— TUGAS SINGKAT 1 —
Hitung baris dalam daftar yang memuat string "plate", dengan huruf besar dan kecil dibedakan. Tuliskan angkanya saja.

— TEKS YANG DIBERIKAN —
|---|

Posted by : Unknown Rabu, 15 Oktober 2014



SI-KULIT PUTIH SEDIKIT BERKERUT


Tanggal 15 Oktober 2014, aku diajak oleh seorang sahabat keliling Malioboro. Aku memanggilnya “Ariel”, karena wajahnya yang mirip dengan artis fenomenal Indonesia bernama “ariel”. Nama sebenarnya Abdul al-Muzammi. Malioboro sebuah tempat pusat perbenlanjaan dan icon—nya kota Yogyakarta. Tempat ini terkenal tidak hanya di Indonesia namun sampai ke Mancanegara. Di sinilah semua ekonomi kreatif masyarakat dipasarkan, sebahagian diekspor ke seluruh Indonesia, bahkan ke berbagai negara Malaysia, Tailand, misalnya. Sebetulnya tempat ini, sudah tidak asing lagi bagiku. Artinya tidak terhitung lagi dengan jari berapa kali saya berkunjung ke Malioboro, lupa. Namun ada yang berbeda dengan perjalanan kali ini, di mana saya tidak langsung dibawa ke Malioboro. Tapi saya terlebih dahulu diajak minum es, masih daerah Malioboro itu sendiri. Katanya haus, dan aku juga merasakan demikian. Maklum kota Yogyakarta lagi musim kemarau, sudah hampir tiga bulan tidak turun hujan. Bahkan di daerah-daerah lain ada yang sudah kekeringan.
Aku sih manut saja, soalnya ke Malioboro juga bukan niat mau belanja, cuma ingin lihat-lihat saja. Maklum, bulan tua. Akhirnya es sudah dipesan dua porsi, dan kami minum bersama. Dinginnya es membuat tenggorokanku terasa plong, seakan-akan membuatku lupa bahwa kota Yogyakarta sudah tiga bulan dilanda musim kemarau. Kemudian menghilangkan rasa prihatinku bahwa saudara-saudaraku di daerah yang lain dilanda kekeringan. Bahkan, menghilangkan ingatakanku akan musibah meletusnya gunung Sinabung di tempat asalku, Medan. Sesaat aku terhenti, “astagfirullah” ucapku. Tidak bisa membantu dengan tangan minimal dengan do’a. semoga mereka mendapatkan kesabaran dan musibah dihilangkan. Hanya itu yang ada dalam benak do’aku.

|---|

[Cuplikan dataset pelabelan titik]

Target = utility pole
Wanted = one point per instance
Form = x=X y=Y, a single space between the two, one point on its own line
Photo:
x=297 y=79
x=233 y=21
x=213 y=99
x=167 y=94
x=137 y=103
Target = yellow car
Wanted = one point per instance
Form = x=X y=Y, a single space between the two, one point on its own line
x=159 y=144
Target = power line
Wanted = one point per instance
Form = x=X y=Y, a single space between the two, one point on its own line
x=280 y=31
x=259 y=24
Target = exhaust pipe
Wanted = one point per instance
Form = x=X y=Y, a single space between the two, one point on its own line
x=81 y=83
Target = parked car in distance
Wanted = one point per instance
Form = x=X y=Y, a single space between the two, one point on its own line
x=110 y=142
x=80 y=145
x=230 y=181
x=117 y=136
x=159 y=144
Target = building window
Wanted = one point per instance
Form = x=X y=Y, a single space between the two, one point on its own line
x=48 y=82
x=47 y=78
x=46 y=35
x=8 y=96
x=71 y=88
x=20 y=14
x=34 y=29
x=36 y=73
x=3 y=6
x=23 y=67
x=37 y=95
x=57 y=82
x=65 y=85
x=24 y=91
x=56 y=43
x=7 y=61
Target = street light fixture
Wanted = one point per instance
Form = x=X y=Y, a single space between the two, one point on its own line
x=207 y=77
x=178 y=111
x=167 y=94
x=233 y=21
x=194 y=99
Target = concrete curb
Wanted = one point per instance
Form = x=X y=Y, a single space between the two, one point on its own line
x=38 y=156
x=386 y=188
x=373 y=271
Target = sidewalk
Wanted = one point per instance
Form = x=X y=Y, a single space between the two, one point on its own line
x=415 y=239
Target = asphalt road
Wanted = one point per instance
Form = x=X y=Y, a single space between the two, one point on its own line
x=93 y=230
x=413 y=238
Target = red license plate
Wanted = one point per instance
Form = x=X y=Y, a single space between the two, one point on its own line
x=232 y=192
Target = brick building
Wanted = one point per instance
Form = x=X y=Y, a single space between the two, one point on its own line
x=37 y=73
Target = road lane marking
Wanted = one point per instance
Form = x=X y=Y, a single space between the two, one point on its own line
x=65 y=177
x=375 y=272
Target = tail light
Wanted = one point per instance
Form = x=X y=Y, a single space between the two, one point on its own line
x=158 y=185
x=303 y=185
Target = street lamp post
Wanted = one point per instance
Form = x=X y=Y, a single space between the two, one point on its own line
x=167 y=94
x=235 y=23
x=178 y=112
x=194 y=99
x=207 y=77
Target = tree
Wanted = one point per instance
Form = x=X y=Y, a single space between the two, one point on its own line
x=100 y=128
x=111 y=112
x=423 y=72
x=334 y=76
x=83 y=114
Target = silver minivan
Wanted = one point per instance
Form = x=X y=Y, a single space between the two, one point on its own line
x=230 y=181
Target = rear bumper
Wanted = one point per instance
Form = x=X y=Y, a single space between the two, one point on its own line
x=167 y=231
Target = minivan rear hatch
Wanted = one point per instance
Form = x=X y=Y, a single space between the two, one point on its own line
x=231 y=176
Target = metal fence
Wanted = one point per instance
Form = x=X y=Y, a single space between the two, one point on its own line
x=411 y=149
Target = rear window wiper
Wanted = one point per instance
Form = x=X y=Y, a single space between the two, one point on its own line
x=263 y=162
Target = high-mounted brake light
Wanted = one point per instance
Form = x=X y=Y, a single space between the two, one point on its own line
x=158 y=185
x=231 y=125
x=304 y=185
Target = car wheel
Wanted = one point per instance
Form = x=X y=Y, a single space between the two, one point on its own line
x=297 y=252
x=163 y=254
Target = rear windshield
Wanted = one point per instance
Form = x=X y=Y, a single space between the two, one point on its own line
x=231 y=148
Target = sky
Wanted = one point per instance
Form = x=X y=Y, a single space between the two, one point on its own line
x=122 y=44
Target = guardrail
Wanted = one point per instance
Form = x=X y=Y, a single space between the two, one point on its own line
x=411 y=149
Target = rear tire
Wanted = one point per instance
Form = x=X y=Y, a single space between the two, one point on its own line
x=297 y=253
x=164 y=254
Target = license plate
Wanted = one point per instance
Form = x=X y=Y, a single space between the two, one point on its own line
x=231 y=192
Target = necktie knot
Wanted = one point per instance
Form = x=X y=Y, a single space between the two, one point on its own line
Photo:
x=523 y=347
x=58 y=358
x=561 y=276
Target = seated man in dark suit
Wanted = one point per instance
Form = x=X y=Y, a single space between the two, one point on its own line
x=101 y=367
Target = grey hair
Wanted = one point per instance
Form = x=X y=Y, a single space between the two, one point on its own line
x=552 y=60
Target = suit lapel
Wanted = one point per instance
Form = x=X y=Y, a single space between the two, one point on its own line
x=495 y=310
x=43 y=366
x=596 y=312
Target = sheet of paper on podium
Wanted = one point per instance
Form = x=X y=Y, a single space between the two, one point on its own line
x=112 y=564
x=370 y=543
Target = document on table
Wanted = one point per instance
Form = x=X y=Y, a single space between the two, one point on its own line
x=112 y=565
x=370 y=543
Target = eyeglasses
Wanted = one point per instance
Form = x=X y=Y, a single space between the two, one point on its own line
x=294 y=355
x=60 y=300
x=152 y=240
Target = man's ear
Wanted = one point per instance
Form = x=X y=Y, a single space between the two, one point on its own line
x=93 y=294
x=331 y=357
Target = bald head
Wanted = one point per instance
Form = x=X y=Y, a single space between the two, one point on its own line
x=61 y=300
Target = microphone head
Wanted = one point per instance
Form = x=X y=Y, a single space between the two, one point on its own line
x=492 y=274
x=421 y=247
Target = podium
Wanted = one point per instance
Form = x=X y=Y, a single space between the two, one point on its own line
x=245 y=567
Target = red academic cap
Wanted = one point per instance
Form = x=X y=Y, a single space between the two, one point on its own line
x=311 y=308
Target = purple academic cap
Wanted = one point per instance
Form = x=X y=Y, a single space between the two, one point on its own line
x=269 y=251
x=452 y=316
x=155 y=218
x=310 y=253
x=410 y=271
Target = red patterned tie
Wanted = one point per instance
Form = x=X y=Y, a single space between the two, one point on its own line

|---|

— TUGAS SINGKAT 2 —
Terjemahkan kalimat dari teks tentang kunjungan ke Malioboro ini ke dalam bahasa Inggris: "Maklum kota Yogyakarta lagi musim kemarau, sudah hampir tiga bulan tidak turun hujan."

— HASIL TUGAS 1 —
2

— HASIL TUGAS 2 —
After all, the city of Yogyakarta is in the middle of the dry season; it has not rained for almost three months.